> _Tarefas a realizar_:
(a) Indique todos os meios pelos quais, segundo o excerto sobre a coação sexual, o constrangimento da vítima pode ser praticado.
(b) Transcreva fielmente um trecho do excerto sobre a coação sexual: comece nas palavras "É um crime de" e termine após "impossibilidade de resistir.".
(c) Prossiga o excerto sobre a coação sexual a partir do ponto em que termina.

> _Excerto do texto_:

O crime de coacção sexual integra os crimes contra a liberdade e autodeterminação sexual ( Capitulo V , Titulo I, do Livro II do Código Penal ), em que os bens jurídicos se prendem com a natureza sexual da pessoa, como parte integrante do direito geral de personalidade.

O bem jurídico protegido é a liberdade da pessoa escolher o seu parceiro sexual e de dispor livremente do seu corpo.

É um crime de execução vinculada, na medida em que o constrangimento da vítima só pode ser praticado por meio de violência, ameaça grave, ou depois de o agente ter tornado a vítima inconsciente ou posto na impossibilidade de resistir.

O busílis maior do tipo objectivo é a definição de «acto sexual de relevo» e, em especial, a subsunção do facto a este conceito indeterminado.

A respeito do que releva como acto sexual para efeitos típicos, o Prof. Figueiredo Dias releva que existem a este propósito três posições: uma interpretação objectivista, segundo a qual constitui acto sexual típico aquele que, atenta a sua manifestação externa, revela uma conexão com a sexualidade; uma outra que exige não só a conexão objectivista, como ainda a subjectivista do conceito, traduzida na dita intenção libidinosa; e uma terceira, a menos exigente, que defende ser o conceito integrado tanto pela sua acepção objectivista como subjectivista.

Optando decididamente, por via de princípio, pela interpretação objectivista do acto sexual típico, concede que em casos excepcionais, como aqueles em que o significado do acto é ambivalente, àquela deva acrescer a interpretação subjectiva, traduzida na intenção do agente de despertar ou satisfazer, em si mesmo ou em outrem, a excitação sexual.

> _Extrato de dados_:
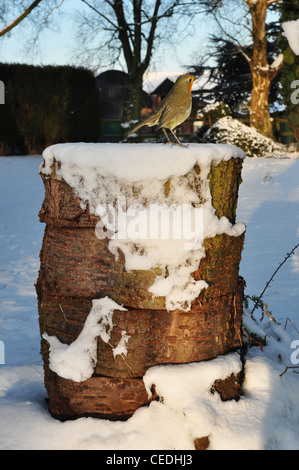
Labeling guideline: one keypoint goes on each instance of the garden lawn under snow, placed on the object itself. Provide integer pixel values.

> _Resultados esperados_:
(a)
- Violência
- Ameaça grave
- Tornar a vítima inconsciente
- Pôr a vítima na impossibilidade de resistir

(b)
É um crime de execução vinculada, na medida em que o constrangimento da vítima só pode ser praticado por meio de violência, ameaça grave, ou depois de o agente ter tornado a vítima inconsciente ou posto na impossibilidade de resistir.

(c)
Prosseguindo na integração do conceito de «acto sexual de relevo», defende o mesmo Professor que a exigência de «relevo» para a tipificação do acto sexual não tem apenas uma função negativa, destinada a excluir do tipo os actos considerados insignificantes ou bagatelares, mas ainda uma função positiva, traduzida na exigência ao intérprete de investigação do seu relevo na perspectiva do bem jurídico protegido, isto é , se de um ponto de vista objectivo o acto representa um entrave com importância para a liberdade de determinação sexual da vítima.

O valor decisivo neste contexto é o grau de perigosidade da acção para o bem jurídico, em função da sua espécie, intensidade ou duração.

Seguindo a jurisprudência alemã, que se pronuncia com textos legais análogos ao da lei portuguesa, o Prof. Figueiredo Dias refere a este respeito: « … um simples beijo ou a sua tentativa, ou um simples toque nas pernas, nos seios ou nas nádegas de outrem, ou mesmo no sexo – diferentemente do que sucederá em regra com o “beijo lingual”, a “carícia insistente”, o “apalpão” – não integrarão em princípio o conceito típico de acto sexual de relevo; tudo o que poderá ficar em aberto em casos tais, se ficar, para além do crime geral de coacção ( art.154.º s.), o tipo legal de importunação sexual  sob a forma de “contacto sexual” ( cf. Infra art.170.º)[5]

Também o Prof. Paulo Pinto de Albuquerque segue esta interpretação, do tipo objectivo de coacção sexual, ao defender que «O acto sexual de relevo é a acção de conotação sexual de uma certa gravidade objectiva realizada na vítima. (...). Portanto, estão abrangidos actos em que a vítima assume uma posição sexual activa (constranger a “praticar”) ou passiva (constranger a “sofrer”), mas não os actos sexuais diante da vítima, que constituem “actos exibicionistas” (...). O acto sexual de relevo inclui a cópula vulvar e o toque, com objectos ou parte do corpo, nos órgãos genitais, seios, nádegas, coxas e boca (...).».[6]

Seguindo esta doutrina e o que cremos ser a maioria da jurisprudência[7] , diremos que “acto sexual de relevo” será todo aquele comportamento que de um ponto de vista essencialmente objectivo pode ser reconhecido por um observador comum como possuindo carácter sexual e que em face da espécie, intensidade ou duração ofende em elevado grau a liberdade de determinação sexual da vítima.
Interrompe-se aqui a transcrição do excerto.